■ **Given exercise**: All entries below are to be set down again, identical to the source.

■ **Material supplied**:
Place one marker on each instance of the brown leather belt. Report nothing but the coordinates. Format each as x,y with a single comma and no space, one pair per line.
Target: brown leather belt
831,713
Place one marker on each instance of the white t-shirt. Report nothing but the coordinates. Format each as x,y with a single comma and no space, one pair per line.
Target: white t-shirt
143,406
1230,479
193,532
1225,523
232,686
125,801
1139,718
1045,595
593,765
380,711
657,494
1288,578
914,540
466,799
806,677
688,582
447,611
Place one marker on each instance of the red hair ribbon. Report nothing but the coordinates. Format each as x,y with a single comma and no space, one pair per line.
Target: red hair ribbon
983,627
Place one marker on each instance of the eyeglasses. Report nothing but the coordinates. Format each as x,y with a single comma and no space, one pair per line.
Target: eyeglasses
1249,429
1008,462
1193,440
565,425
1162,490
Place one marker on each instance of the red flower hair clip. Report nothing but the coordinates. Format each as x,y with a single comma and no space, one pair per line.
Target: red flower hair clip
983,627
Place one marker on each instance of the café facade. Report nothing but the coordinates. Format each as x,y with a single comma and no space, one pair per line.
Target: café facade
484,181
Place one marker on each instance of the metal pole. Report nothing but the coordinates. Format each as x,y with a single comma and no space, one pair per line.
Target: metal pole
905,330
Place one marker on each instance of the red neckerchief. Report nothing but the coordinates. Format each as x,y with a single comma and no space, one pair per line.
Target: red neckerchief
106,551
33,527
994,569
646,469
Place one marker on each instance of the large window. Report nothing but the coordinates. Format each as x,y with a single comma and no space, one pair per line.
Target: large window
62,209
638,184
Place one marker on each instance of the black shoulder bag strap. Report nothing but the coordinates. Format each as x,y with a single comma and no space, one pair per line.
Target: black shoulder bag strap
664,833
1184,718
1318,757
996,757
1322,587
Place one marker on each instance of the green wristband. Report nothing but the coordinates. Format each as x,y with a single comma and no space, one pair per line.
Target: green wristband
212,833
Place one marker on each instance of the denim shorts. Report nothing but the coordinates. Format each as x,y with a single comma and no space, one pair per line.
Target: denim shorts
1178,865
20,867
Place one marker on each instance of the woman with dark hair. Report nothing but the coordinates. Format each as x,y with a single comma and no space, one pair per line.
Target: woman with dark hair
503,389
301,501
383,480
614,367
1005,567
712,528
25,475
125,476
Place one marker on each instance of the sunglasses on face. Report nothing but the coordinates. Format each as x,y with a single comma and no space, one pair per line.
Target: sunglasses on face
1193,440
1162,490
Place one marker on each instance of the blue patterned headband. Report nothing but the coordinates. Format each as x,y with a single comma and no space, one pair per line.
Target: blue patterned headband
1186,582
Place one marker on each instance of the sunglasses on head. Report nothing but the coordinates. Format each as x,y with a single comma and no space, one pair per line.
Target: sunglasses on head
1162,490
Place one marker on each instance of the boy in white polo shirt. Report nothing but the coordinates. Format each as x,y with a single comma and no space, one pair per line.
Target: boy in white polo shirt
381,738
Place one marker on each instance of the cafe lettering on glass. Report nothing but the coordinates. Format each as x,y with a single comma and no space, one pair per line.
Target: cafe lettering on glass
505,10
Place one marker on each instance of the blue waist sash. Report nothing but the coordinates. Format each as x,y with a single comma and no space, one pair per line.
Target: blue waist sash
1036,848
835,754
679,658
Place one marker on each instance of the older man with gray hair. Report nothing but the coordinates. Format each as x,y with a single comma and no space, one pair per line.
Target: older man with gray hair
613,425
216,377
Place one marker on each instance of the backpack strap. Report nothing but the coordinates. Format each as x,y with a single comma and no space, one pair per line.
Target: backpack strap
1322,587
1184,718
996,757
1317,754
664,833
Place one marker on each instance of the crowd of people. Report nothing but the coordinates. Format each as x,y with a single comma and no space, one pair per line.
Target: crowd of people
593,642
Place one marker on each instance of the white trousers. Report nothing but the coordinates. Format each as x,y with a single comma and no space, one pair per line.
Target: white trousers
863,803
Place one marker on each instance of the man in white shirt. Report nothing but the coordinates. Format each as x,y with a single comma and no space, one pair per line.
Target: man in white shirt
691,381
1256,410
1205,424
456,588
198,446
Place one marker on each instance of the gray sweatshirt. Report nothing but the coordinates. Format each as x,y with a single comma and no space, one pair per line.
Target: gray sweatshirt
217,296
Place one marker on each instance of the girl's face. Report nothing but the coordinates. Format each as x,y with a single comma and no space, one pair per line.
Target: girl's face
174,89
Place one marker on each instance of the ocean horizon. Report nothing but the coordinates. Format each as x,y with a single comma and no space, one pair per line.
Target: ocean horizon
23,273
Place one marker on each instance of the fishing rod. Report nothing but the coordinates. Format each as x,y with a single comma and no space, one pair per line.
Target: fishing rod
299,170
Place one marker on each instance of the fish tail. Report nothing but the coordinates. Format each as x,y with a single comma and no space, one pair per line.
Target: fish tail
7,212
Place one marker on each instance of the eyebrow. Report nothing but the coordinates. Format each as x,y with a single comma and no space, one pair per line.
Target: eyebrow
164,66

■ **The result**:
Place one marker on each instance of the brown leather belt. Report nothing but the coordinates. Format each as x,y with a single comma and no space, one pair per line.
Target: brown leather belt
831,713
Place one marker on each instance of the white t-shirt. Report nothing but the coordinates. Format each as x,y with a single comma and no space, one pair per line.
Target: white t-shirt
143,406
1230,479
193,532
1225,523
232,686
125,801
1139,718
1045,595
593,765
380,711
657,494
1288,578
914,540
466,799
806,677
688,582
447,611
Place one marker on each instance of the red hair ribbon. Report nothing but the coordinates. Format each as x,y with a single comma and no space, one pair per line.
Target: red hair ribbon
983,627
Place one marker on each instance of the eyeglasses. Report nothing but the coordinates. Format each as x,y with a single comma and no space, one pair per line.
Target: eyeglasses
1249,429
1008,462
1193,440
565,425
1162,490
Place one marker on each instance of the red flower hair clip. Report nothing but the coordinates. Format each as x,y with a single comma and no space, one pair per line.
Target: red flower hair clip
983,627
Place one marker on each instance of the café facade. Report nothing but the coordinates. Format each as x,y with a single comma and no space, one pair per line.
Target: café facade
484,181
Place one marker on each instance of the metal pole. Report nothing but the coordinates. Format each as x,y with a single comma and no space, one pair per line.
Target: metal pole
905,330
Place one marker on each instance of the red neckerchief. Report nothing but the coordinates. Format each as x,y with a single comma and no space, one pair per line.
Target: red neckerchief
106,551
33,527
994,569
646,469
Place one marker on each instance of the large window. Report nothing but the coordinates. Format each as x,y with a single comma and no space, one pair per line.
Target: large window
62,209
638,184
Place one marker on each instance of the black shoulder bag strap. Report nothing but the coordinates. Format each as x,y with a single comma and no space, one pair per line.
Target: black shoulder bag strap
664,833
1184,718
1318,757
996,757
1322,587
Place one marker on each instance of the green wristband. Report nothing but the coordinates. Format each as x,y with a single comma and no space, one pair per line.
Target: green wristband
212,833
Place one marker on each instance of the denim shorts. Report nothing but the coordinates. Format each as x,y with a single comma and no space, one pair per line.
Target: denim shorts
1178,865
20,867
Place one marker on each instance of the woman with dark hair. Report nothing but the coordinates. Format each as x,y with a single comma and no space, one pair per line.
Target: woman with dark hair
503,389
301,501
383,480
614,367
1005,567
712,528
25,475
125,476
Place one marker on each instance of the sunglasses on face. Report nothing but the coordinates. Format each as x,y with a single comma and no space, one pair per line.
Target: sunglasses on face
1193,440
1162,490
Place one marker on each instance of the blue patterned headband. Report nothing but the coordinates. Format each as x,y with a single comma and no space, one pair per line.
Target: blue patterned headband
1186,582
Place one marker on each instance of the sunglasses on head. Report nothing but the coordinates. Format each as x,y with a single comma and no space, one pair per line.
Target: sunglasses on head
1162,490
Place one marker on each instance of the boy in white polo shirt. Report nothing but the coordinates. Format each as x,y with a single comma and no space, one pair per line.
Target: boy in white polo shirt
381,738
Place one marker on each instance of the cafe lettering on glass. Report nothing but the coordinates. Format each as x,y with a single comma and no space, one pair per line.
Target: cafe lettering on glass
505,10
Place one marker on each instance of the blue waist sash. Report nothing but the coordinates. Format each as x,y with a single comma and no space, one pair per line.
Target: blue waist sash
1036,848
835,754
679,658
Place one marker on each instance of the older man with gray hair. Report nothing but the coordinates. Format each as x,y with a single comma and no space, one pair per line.
Target: older man with gray hair
613,425
216,377
Place one marker on each instance of the backpack strap. Report nothing but the coordinates. Format each as x,y with a single comma and no space, one pair per line.
Target: backpack strap
1322,587
1184,718
996,757
1317,754
664,833
Place one marker on each instance of the crowd of people. Report nothing but the coordinates. Format each as x,y with a single comma and no space, one pair per line.
Target: crowd of people
593,642
Place one marker on each instance of the white trousers. Report nothing but the coordinates. Format each as x,y with a single comma and no space, one pair per line.
Target: white trousers
863,803
Place one marker on each instance of the man in white shirt. Report nothing but the coordinates. Format each as x,y with a single comma and no space, one pair per line.
Target: man in white shirt
691,381
1256,410
1205,424
456,588
198,446
Place one marker on each instance of the gray sweatshirt. Report nothing but the coordinates. Format each as x,y with a single comma and no space, one pair per line.
Target: gray sweatshirt
217,296
Place one marker on each instance of the girl's face. Report nothing but the coordinates. Format each as x,y with a single comma and no space, one pair per line.
Target: girl's face
174,89
Place one marker on each instance of the ocean horizon. Report nothing but the coordinates. Format each as x,y with a single comma and no space, one pair per line.
Target: ocean horizon
23,273
Place one marker on each instance of the fishing rod. Report nothing but the coordinates. Format each as x,y with a single comma and no space, one pair per line.
Target: fishing rod
299,170
Place one marker on each instance of the fish tail. Report nothing but the coordinates. Format each as x,y with a single comma and no space, one pair per line.
Target: fish tail
7,212
Place one marker on each instance of the eyebrow. Report nothing but the coordinates. Format each as x,y with a single comma and no space, one pair per line.
Target: eyebrow
164,66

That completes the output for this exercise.